• Written exercise:
Output every line of the entries from the line containing "the woman walking" through the last, exactly, with no other content.

• Material provided:

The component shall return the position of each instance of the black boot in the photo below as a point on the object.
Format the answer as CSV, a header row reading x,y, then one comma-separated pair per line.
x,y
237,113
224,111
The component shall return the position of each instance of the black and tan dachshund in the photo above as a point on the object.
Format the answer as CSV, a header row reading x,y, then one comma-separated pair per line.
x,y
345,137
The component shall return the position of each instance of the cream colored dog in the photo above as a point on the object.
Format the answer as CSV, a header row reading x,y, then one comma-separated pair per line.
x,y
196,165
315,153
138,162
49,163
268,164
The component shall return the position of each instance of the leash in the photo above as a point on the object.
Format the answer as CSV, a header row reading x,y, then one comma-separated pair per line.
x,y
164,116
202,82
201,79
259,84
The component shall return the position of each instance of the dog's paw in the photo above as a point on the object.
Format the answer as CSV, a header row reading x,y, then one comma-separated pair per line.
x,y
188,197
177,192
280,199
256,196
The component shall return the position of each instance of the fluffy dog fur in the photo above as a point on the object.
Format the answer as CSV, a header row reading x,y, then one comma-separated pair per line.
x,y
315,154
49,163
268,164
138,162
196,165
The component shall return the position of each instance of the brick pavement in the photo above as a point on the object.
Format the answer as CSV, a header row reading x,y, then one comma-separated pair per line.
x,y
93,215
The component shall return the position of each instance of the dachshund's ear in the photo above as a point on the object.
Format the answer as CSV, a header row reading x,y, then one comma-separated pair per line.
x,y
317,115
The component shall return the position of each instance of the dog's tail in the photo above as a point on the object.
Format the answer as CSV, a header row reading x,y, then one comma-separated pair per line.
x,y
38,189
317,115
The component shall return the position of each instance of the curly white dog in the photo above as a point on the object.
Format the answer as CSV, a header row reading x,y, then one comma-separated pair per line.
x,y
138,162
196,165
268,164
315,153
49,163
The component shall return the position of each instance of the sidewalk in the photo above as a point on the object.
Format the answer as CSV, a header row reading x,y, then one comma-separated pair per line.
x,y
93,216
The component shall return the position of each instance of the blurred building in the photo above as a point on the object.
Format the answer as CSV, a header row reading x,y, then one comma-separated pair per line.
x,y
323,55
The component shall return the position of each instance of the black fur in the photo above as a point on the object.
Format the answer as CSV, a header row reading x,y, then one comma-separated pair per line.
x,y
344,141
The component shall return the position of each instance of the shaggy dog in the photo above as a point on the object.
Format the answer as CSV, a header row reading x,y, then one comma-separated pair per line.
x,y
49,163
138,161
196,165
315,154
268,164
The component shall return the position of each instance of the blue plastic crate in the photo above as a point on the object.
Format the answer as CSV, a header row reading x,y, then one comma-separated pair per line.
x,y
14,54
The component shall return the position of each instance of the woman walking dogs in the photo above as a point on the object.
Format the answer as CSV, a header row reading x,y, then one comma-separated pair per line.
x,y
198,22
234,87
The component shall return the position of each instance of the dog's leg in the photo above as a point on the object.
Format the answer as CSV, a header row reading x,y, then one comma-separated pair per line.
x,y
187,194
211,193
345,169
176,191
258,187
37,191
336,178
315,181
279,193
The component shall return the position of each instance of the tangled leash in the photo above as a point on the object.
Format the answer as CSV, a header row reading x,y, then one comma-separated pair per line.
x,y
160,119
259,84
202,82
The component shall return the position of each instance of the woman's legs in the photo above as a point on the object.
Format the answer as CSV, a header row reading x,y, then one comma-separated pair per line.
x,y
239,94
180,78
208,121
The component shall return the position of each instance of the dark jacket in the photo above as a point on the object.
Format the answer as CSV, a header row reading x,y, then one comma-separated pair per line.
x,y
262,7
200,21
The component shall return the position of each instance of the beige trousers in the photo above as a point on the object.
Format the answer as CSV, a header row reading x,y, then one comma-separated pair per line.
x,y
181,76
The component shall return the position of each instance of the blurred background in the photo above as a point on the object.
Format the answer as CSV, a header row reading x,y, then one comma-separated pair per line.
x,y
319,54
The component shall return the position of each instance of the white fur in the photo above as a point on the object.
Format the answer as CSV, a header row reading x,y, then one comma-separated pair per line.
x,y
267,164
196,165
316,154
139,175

• Response:
The component shall return the position of each instance of the woman walking dogs in the photo above as a point on the object.
Format the answer as CSV, a header row reading x,y, then one comma-separated pair per line.
x,y
198,22
234,87
The component shall return the position of each instance of the dog's leg in the photo above as a point on the object.
Format the answer as CSV, a header row reading x,y, then one comma-separated pair per line.
x,y
187,194
211,193
345,169
176,191
258,187
37,191
336,178
315,181
279,193
The component shall return the position of each instance of the tangled leash in the photo above as a point on the object.
Format the answer as CSV, a header row reading x,y, then one comma-separated pair per line.
x,y
160,119
259,84
202,82
The component shall return the position of each instance of the woman's legs in the photo above as a point on the object.
Format the answer as CSV, a header row reading x,y, then one comma-separated pair per line.
x,y
239,94
180,78
208,121
The component shall return the position of each instance of the dark jacket in the photo above as a point on the object.
Format the answer as CSV, a header row reading x,y, then one comma-separated pair per line.
x,y
262,7
200,21
The component shall return the position of each instance of the beige trousers in the photo above as a point on the object.
Format the answer as CSV, a header row reading x,y, then one comma-separated pair per line.
x,y
181,76
The component shall return the position of each instance of the blurred background in the photo above as a point on the object.
Format the answer as CSV, a header row reading x,y, then one comma-separated pair per line.
x,y
319,54
The component shall return the position of each instance of the white fur in the photo above as a point on the object.
Format the answer as CSV, a header row reading x,y, then one comma-separated pair per line.
x,y
267,164
196,165
316,154
139,175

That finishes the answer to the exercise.